## DOCUMENT PASSAGE
*****

# Back on board



## DreamChaser (Mar 22, 2016)

I'm back fellas


----------



## snake (Mar 22, 2016)

Welcome back!


----------



## DreamChaser (Mar 22, 2016)

Dam this board has changed


----------



## PillarofBalance (Mar 22, 2016)

Where the hell were ya?


----------



## DieYoungStrong (Mar 22, 2016)

Welcome back. Did you catch your dreams while you where gone?


----------



## SuperBane (Mar 22, 2016)

Welcome back. Yes lots of changes but stagnation is sure to kill. If you aren't growing you're dying ...


----------



## DreamChaser (Mar 22, 2016)

Went to prison.... lol


----------



## Jada (Mar 22, 2016)

Welcome back


----------



## mugzy (Mar 22, 2016)

Prison? I hope you weren't involved in GH15 garbage. Welcome back.


----------



## Bro Bundy (Mar 22, 2016)

hows your ass?


----------



## Infantry87 (Mar 23, 2016)

DreamChaser said:


> Went to prison.... lol



Least your honest about it. Hope your butt still makes a sound when you fart. If not, I'm sorry.


----------



## DreamChaser (Mar 23, 2016)

Infantry87 said:


> Least your honest about it. Hope your butt still makes a sound when you fart. If not, I'm sorry.



Assholes still nice and tight 
Need to get under a squat rack though
Fuk all the boards have changed soo much I'm overwhelmed


----------



## mickems (Mar 23, 2016)

Welcome back DreamChaser.


----------



## losieloos (Mar 23, 2016)

*****

## SOURCE DATA
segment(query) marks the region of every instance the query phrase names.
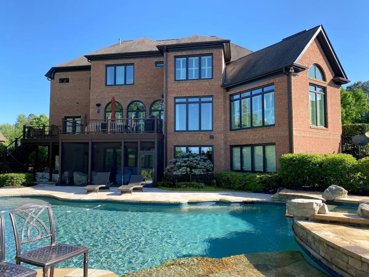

*****

## TASKS TO PERFORM
1. In the forum thread, shorten the post that begins "Welcome back. Yes lots of changes" to one sentence and keep its main points.
2. Which members of the forum thread include the words "Welcome back" in their posts? List every one.
3. Pick up the forum thread about DreamChaser's return where it stops, and write the post under the last header.

## OUTPUTS FOR THE TASKS
1. Welcome back; there have been many changes, but they are good, because stagnation kills and anything that isn't growing is dying.

2.
- snake
- DieYoungStrong
- SuperBane
- Jada
- mugzy
- mickems

3.
Welcome back guy


----------



## stonetag (Mar 24, 2016)

Welcome back dude.


----------



## DreamChaser (Mar 25, 2016)

Thanks fellas glad to be back


----------



## jim222 (Jun 3, 2016)

hey, im newbie


----------



## HollyWoodCole (Jun 16, 2016)

Welcome back DC, guess I should have posted up I was back too lol


----------



## AlphaD (Jun 16, 2016)

DC thanks for that ass in prison.............welcome back


----------



## grizzldsealpoacher (Jun 16, 2016)

welcome home bud


----------



## DreamChaser (Jun 16, 2016)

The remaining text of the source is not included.